§ Texto mostrado
**********

Al atravesar el arco de piedra principal presidida por la escena en
relieve de la fundación de este lugar, el tiempo parece detenerse de
inmediato como si se cruzara una puerta a un pasado remoto y
espectral donde nada ha cambiado. Una luz de estampa ancestral pinta
en tonos grisáceos las musgosas piedras de estos muros centenarios,
impasibles ante el paso de los siglos.
Por
fortuna para el viajero apenas hay visitantes en el interior del
austero templo, de manera que puede detenerse y observar
tranquilamente cada detalle sin el incordio que le produce la
presencia de turistas y peregrinos. De estilo románico, con el
correr de los años se añadirían elementos góticos, renacentistas
y barrocos como suele suceder en este tipo de edificaciones
religiosas. La iglesia presenta una planta basilical de tres naves y
en su fachada luce un espléndido rosetón que ilumina el interior,
rebosante de paz y ensoñación. Anexo al templo también se puede
recorrer el bello claustro construido en 1779, según reza una
inscripción en una de sus piedras.

**********

§ Descripción del problema
Reescribe el pasaje del texto mostrado que va de "Al atravesar el" a "de los siglos." y sustituye "grisáceos" por "plateados".

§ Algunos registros
**********

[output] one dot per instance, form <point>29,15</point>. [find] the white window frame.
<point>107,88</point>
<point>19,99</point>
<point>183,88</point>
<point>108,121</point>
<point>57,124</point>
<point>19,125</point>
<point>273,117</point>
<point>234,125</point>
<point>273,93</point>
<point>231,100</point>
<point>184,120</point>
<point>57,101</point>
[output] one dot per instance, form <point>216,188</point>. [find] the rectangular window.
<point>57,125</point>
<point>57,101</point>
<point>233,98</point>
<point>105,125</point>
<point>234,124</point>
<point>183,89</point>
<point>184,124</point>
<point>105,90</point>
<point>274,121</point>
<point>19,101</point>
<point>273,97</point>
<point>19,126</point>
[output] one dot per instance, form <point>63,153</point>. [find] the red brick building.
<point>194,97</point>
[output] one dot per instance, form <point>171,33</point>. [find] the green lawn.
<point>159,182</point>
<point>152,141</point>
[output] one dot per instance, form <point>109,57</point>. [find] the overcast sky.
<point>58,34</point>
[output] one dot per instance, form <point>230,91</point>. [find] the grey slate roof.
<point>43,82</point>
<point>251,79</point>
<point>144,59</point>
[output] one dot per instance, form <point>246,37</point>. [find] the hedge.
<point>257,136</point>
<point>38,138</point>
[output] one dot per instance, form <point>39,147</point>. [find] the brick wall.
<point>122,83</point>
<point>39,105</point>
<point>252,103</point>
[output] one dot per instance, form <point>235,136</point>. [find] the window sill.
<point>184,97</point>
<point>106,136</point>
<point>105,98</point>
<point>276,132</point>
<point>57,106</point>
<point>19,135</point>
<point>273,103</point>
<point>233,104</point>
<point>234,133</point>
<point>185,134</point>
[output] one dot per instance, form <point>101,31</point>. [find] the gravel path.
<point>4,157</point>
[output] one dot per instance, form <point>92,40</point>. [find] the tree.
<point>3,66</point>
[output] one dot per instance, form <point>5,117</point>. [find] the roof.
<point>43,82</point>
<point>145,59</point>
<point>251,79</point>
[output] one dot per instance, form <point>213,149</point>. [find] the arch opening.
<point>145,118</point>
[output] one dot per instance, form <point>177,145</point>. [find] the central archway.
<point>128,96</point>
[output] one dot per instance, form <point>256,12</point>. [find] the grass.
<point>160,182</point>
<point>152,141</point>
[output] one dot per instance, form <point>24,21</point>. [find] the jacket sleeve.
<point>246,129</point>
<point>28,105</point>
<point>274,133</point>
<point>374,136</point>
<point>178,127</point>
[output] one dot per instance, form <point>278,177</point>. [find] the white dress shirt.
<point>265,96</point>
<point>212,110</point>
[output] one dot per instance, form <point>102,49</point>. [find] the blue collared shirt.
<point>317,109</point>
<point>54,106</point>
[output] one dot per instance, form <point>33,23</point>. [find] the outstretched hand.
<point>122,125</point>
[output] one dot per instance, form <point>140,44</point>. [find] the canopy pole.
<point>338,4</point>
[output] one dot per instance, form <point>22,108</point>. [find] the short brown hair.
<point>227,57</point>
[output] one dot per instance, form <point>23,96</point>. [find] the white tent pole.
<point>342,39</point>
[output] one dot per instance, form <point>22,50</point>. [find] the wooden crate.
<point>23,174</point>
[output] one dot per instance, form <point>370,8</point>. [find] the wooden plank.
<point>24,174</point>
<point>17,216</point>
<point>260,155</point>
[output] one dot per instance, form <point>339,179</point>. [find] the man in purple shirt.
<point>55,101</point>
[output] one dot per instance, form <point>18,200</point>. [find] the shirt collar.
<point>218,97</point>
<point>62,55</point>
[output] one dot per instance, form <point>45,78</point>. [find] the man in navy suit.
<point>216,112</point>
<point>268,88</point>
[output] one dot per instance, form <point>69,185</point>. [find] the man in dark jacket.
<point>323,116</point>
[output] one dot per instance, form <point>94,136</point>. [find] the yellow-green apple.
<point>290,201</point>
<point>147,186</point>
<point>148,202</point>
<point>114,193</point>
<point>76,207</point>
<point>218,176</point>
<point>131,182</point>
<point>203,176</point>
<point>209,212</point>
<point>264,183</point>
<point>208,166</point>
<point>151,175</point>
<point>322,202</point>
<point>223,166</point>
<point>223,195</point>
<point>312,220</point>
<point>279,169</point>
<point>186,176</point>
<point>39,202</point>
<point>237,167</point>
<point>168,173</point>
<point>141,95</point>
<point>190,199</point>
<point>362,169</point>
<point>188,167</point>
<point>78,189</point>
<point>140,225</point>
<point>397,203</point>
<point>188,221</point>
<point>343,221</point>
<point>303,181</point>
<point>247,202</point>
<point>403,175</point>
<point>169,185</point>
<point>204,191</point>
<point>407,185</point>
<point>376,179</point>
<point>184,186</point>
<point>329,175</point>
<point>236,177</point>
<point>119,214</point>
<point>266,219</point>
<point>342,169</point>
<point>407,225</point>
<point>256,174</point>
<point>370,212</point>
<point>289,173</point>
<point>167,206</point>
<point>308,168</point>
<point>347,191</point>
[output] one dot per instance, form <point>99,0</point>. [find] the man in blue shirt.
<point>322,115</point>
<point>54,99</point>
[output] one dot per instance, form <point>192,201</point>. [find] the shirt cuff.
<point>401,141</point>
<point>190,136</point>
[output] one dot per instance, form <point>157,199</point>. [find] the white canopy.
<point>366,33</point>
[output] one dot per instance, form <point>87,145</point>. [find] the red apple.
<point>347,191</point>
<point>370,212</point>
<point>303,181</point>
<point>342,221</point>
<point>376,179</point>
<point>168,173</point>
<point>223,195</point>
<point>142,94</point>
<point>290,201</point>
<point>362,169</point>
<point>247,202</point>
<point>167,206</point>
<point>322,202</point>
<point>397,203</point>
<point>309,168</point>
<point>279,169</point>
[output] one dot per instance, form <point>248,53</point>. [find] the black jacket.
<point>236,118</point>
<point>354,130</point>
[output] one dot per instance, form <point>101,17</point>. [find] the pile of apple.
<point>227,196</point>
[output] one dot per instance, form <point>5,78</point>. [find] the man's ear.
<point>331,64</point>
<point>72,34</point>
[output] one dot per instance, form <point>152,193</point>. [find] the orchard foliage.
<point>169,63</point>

**********

§ Respuesta escrita
Al atravesar el arco de piedra principal presidida por la escena en
relieve de la fundación de este lugar, el tiempo parece detenerse de
inmediato como si se cruzara una puerta a un pasado remoto y
espectral donde nada ha cambiado. Una luz de estampa ancestral pinta
en tonos plateados las musgosas piedras de estos muros centenarios,
impasibles ante el paso de los siglos.